--- Activity ---
Keep the pictures out of the copy and print all the entries below exactly.

Top of Material provided

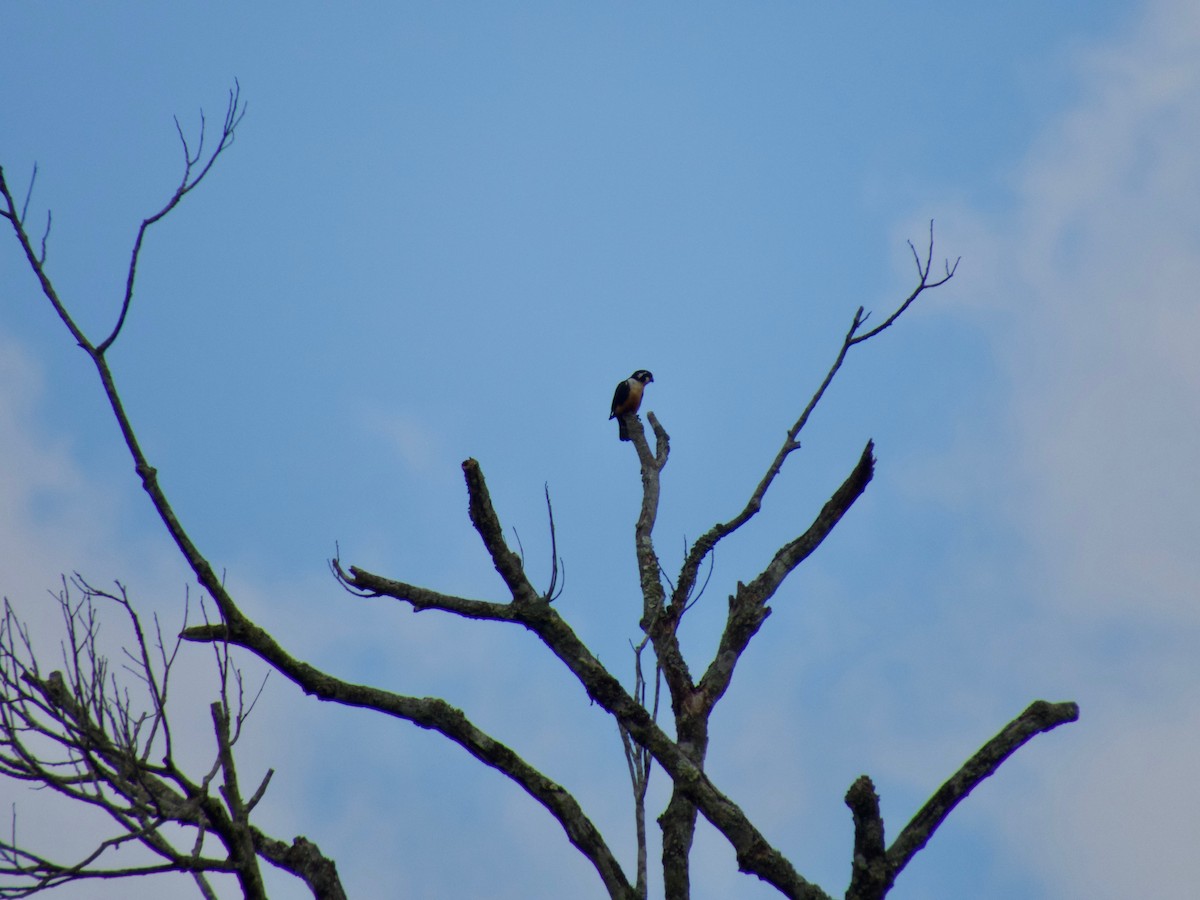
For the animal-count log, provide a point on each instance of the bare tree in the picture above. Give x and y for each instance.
(82, 733)
(679, 750)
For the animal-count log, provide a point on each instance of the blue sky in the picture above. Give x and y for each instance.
(447, 231)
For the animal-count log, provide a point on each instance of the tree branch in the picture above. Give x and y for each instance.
(705, 545)
(1041, 717)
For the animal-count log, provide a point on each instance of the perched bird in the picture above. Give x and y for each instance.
(628, 397)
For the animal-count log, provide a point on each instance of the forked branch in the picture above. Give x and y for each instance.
(705, 545)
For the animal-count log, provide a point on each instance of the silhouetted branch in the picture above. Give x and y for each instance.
(1041, 717)
(706, 544)
(82, 733)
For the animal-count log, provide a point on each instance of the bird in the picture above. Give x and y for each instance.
(628, 397)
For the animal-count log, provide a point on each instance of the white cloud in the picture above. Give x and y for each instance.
(1097, 277)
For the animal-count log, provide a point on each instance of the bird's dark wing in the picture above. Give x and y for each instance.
(618, 399)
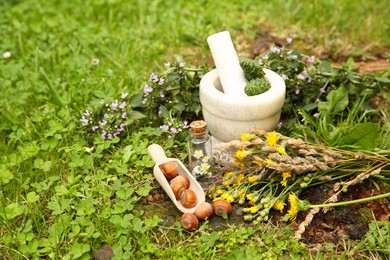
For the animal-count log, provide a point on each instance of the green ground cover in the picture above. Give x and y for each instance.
(65, 192)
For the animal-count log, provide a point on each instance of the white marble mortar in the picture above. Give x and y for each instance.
(228, 116)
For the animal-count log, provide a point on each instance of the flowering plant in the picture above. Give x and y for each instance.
(109, 120)
(173, 93)
(267, 170)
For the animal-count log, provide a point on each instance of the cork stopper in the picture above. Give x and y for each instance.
(198, 127)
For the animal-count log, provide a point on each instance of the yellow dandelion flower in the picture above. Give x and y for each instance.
(237, 163)
(281, 150)
(229, 174)
(286, 175)
(272, 138)
(229, 198)
(279, 205)
(239, 178)
(294, 206)
(246, 137)
(253, 179)
(253, 209)
(268, 161)
(225, 195)
(241, 154)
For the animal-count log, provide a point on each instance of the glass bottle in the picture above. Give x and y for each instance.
(199, 150)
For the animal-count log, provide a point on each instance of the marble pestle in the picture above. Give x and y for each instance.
(227, 64)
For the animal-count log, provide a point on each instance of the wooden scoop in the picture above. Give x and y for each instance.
(158, 156)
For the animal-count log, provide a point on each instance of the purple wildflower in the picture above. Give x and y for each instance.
(275, 49)
(84, 121)
(161, 81)
(122, 105)
(114, 105)
(164, 128)
(124, 95)
(153, 77)
(147, 89)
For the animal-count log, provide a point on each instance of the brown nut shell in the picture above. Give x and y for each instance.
(188, 198)
(204, 210)
(177, 188)
(183, 179)
(221, 206)
(170, 170)
(189, 221)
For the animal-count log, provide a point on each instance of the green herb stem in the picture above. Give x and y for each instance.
(382, 196)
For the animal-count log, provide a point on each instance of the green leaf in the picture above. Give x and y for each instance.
(11, 211)
(5, 176)
(363, 135)
(79, 249)
(337, 101)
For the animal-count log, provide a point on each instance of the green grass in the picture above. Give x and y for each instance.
(57, 200)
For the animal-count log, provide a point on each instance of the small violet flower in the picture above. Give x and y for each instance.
(84, 121)
(147, 89)
(95, 61)
(312, 59)
(161, 81)
(124, 95)
(7, 55)
(153, 77)
(275, 49)
(164, 128)
(114, 105)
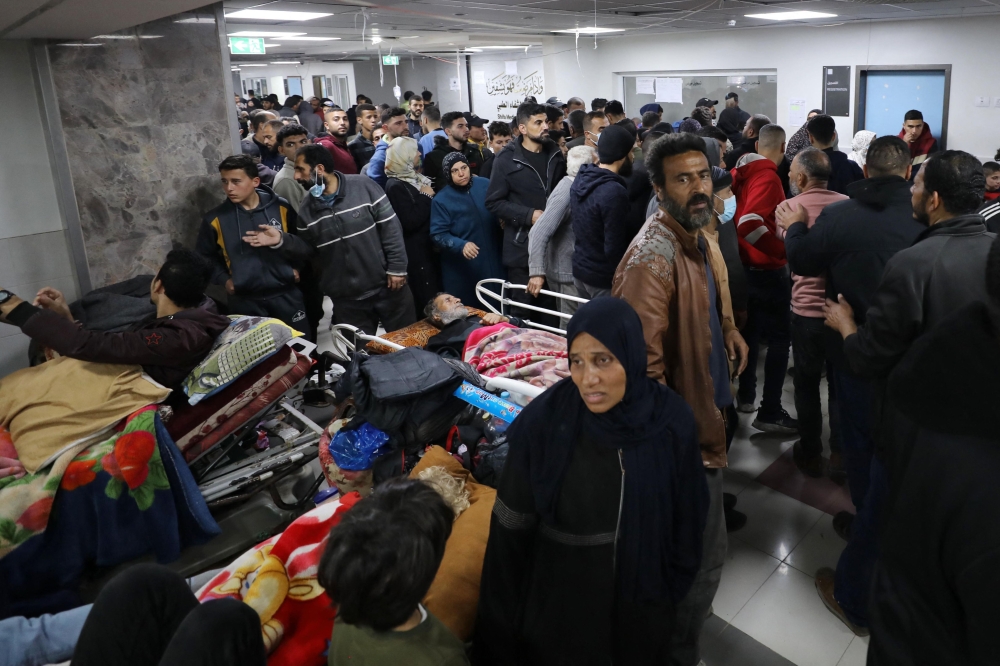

Bottom of Material provided

--- Written answer ---
For the animal-count log, provide a point on each instance of the bare tree in the picture above. Give x and y for each instance.
(82, 733)
(679, 750)
For the animal-count log, provide a point on each instance of the blue sky in the picture above. Give x and y for each instance.
(447, 231)
For the animal-count log, provide a point on each instance of the tree branch in the picture above. Give x and y for each instance.
(705, 545)
(1041, 717)
For the animal-count log, provide a point on each instance of the perched bird in the picture above. Give x and y for each instance.
(628, 397)
For the animal-count log, provide a point on each instance of the forked branch in the picture above. Give x and y for each instance.
(705, 545)
For the animal-count log, provide a point on each instance of the silhouetted branch in the picture above. Give x and y for each instance.
(1041, 717)
(706, 544)
(82, 733)
For the animal-count log, provide a point on each instance of the bird in the picture above. Give x and y for each instance.
(628, 397)
For the animal-count log, provide a point on each instance of the white cloud in the picture above. Give x and y for each instance.
(1097, 277)
For the animal-count log, provide a point on each instance of the bird's dark wing in the picture above. Give x and y for each instance.
(618, 399)
For the animal-count log, provide a point on each instance of the green ground cover in the picture above. Give x and y for each instance.
(65, 192)
For the animal-count log, provide a point on each instance of the white marble mortar in the picture above. Give x and y for each instance.
(228, 116)
For the animal-count log, provide a point on each instance of the flowering plant in the picture above. Give x and y for each instance.
(109, 120)
(173, 93)
(267, 170)
For the animal-count log, provide a point on each instance of the cork stopper in the picture above. Give x and y for each instance.
(198, 127)
For the animal-count log, provide a point on each instance of the yellow dandelion flower in the picture above. Give x and y for each instance.
(237, 163)
(281, 150)
(229, 174)
(286, 175)
(272, 138)
(229, 198)
(279, 205)
(239, 178)
(294, 206)
(246, 137)
(253, 179)
(253, 209)
(268, 161)
(225, 195)
(241, 154)
For the animal-count log, provide a point on each instance of the glass bottle in the picture above. Give x and y for each instance.
(199, 150)
For the animal-count log, provide a point on each instance of the marble pestle in the picture above. Give x and y for each instance.
(227, 64)
For the animal-count log, provide a point on each instance of the wooden scoop in the picture above. Give x and y for each instance.
(158, 156)
For the animal-count log, provide a point on each instance of the purple wildflower in the picture above. Give x and y for each instance.
(275, 49)
(84, 121)
(161, 81)
(122, 105)
(114, 105)
(164, 128)
(124, 95)
(153, 77)
(147, 89)
For the animal-count log, provide a point on each instance of the brown nut shell in the picture above. Give x and y for each instance.
(188, 198)
(204, 210)
(177, 188)
(183, 179)
(221, 206)
(170, 170)
(189, 221)
For the animal-count log, provide a point on each instance of the green herb stem in the picture above. Give x and y for each instance.
(382, 196)
For the animal-count log, provide a point on each instance of the green leaf in the picture above. Give x and y for each instance.
(11, 211)
(5, 176)
(363, 135)
(79, 249)
(337, 101)
For the animal-count log, provide a point on each instance of the green grass in the picture above. Give x and y for each instance.
(57, 200)
For the animal-count log, provide a point on each instance of the small violet flower in the picture above. Give x and y for each instance.
(84, 121)
(147, 89)
(95, 61)
(312, 59)
(161, 81)
(124, 95)
(7, 55)
(153, 77)
(275, 49)
(164, 128)
(114, 105)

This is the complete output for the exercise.